Give every line below again, exactly.

SOURCE MATERIAL:
## Start
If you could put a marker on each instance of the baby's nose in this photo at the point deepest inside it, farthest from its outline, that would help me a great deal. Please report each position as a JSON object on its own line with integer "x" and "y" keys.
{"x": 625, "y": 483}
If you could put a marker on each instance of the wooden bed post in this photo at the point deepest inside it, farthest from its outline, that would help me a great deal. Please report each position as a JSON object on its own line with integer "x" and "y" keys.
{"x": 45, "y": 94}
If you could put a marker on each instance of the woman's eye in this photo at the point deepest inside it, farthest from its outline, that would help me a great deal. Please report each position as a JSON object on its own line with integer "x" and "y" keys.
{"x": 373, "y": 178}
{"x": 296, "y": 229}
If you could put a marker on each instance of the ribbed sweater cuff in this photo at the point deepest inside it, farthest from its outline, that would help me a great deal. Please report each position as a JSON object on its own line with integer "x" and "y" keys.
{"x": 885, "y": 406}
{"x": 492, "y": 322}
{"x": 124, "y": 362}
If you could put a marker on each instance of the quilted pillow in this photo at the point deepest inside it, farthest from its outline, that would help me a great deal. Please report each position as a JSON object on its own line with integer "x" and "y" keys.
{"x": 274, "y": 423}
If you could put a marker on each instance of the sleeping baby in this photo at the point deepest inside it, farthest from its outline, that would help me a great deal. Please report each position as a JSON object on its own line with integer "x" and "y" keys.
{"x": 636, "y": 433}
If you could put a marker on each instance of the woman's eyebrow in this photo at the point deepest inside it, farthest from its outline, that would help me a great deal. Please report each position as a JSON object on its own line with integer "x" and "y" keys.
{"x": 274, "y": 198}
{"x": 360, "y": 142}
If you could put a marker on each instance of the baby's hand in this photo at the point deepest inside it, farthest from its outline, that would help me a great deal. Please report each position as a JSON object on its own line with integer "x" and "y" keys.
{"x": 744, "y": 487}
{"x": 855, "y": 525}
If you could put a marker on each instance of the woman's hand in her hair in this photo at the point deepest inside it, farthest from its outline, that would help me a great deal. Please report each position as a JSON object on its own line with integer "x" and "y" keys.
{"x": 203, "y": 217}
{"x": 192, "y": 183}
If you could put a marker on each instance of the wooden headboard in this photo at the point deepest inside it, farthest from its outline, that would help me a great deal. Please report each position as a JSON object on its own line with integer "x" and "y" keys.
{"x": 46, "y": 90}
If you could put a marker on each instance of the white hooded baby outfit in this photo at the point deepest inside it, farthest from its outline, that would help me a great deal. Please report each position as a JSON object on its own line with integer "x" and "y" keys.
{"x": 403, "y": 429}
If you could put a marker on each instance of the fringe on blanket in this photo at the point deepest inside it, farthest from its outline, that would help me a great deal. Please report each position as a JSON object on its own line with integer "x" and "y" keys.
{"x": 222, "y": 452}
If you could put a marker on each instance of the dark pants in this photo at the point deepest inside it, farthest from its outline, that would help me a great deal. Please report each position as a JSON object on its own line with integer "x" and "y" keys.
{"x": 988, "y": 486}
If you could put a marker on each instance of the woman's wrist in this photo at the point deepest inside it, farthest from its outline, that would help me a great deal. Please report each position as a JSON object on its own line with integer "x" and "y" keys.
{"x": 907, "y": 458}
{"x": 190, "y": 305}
## End
PROBLEM SOLUTION:
If you could put a marker on each instance of the baby's nose in this photo at the point deepest inside it, farthest from its outline, that would help me a great deal. Please report each position as a JSON object on its own line with integer "x" and "y" keys.
{"x": 625, "y": 483}
If you could put a marker on each instance of the wooden bed post in this photo at the point deepest inside it, farthest from its outline, that would help me a great deal. Please report each position as a JSON object on its own line with integer "x" and "y" keys.
{"x": 45, "y": 94}
If you could put a marker on each instance of the woman's eye in this photo at the point deepest inside it, farthest from its outline, that would help me a great deal. Please report each position as a JSON object on its own line with integer "x" and "y" keys.
{"x": 373, "y": 178}
{"x": 296, "y": 229}
If you could put a marker on each instance of the ribbed sweater cuff in this photo at the point deepest inside it, farthest from its outline, that would help me a great deal. Please report each position as a JSON object on its own line with integer "x" and "y" keys.
{"x": 885, "y": 406}
{"x": 492, "y": 322}
{"x": 124, "y": 362}
If you could put a marker on each instance of the quilted pillow in this photo at the point deepest inside it, farthest from its outline, that would help me a great deal. Please report each position as a JSON object on its own line with integer "x" and "y" keys.
{"x": 274, "y": 423}
If you could put a marker on each instance of the sleeping baby in this photo at the point deepest inside it, farthest from its outline, that would help me a great deal. Please report each position as a JSON object on its own line with integer "x" and "y" keys.
{"x": 636, "y": 433}
If you could put a marker on each instance of the woman's eyebrow in this photo at the point deepest inside it, farthest from its outline, that would help me a great deal. Please report each position as a JSON object on its own line with integer "x" and "y" keys.
{"x": 274, "y": 198}
{"x": 360, "y": 142}
If you could put a marker on each instance of the baby's hand in this photo at the point deepest inside it, farthest from its outline, that would help me a great deal. Please report each position as a JSON object on its own line with integer "x" and "y" keys.
{"x": 744, "y": 487}
{"x": 855, "y": 525}
If you could put a marker on each instance of the woman's hand in her hair in this photo at the point deepest inside it, farthest from its outline, that would help me a great deal. Please report each position as a JSON object on its own line with integer "x" and "y" keys.
{"x": 203, "y": 217}
{"x": 192, "y": 183}
If you could put a marker on each instance of the wooden headboard in this photo at the point deepest inside it, farthest from its outline, that would help me a great deal. Please report each position as a JSON object on its own line with integer "x" and "y" keys.
{"x": 46, "y": 90}
If you could put a marker on each instance of the white hooded baby outfit in this photo at the point deepest inside it, farthest from its outline, that would help me a great deal. Please report each position as a JSON object on its own line with integer "x" and "y" keys.
{"x": 403, "y": 429}
If you could put a marker on each instance of the fringe on blanket in this photo at the point deepest inside it, farthest from its outline, that would help me a great deal. Please report each position as a JSON object on its own line with integer "x" and "y" keys.
{"x": 222, "y": 452}
If you could put a marker on each instance of the dark pants in this photo at the point deepest inside it, farthest from its outline, that would help me a great deal. Please report each position as a JSON object on its own line with integer "x" and "y" keys.
{"x": 988, "y": 486}
If you could put a marker on each instance of the woman's wrist in this photo at the point deepest inside it, farthest from its outline, that would help me a great deal. Please report each position as a JSON object on its own line with integer "x" and "y" keys.
{"x": 907, "y": 458}
{"x": 190, "y": 305}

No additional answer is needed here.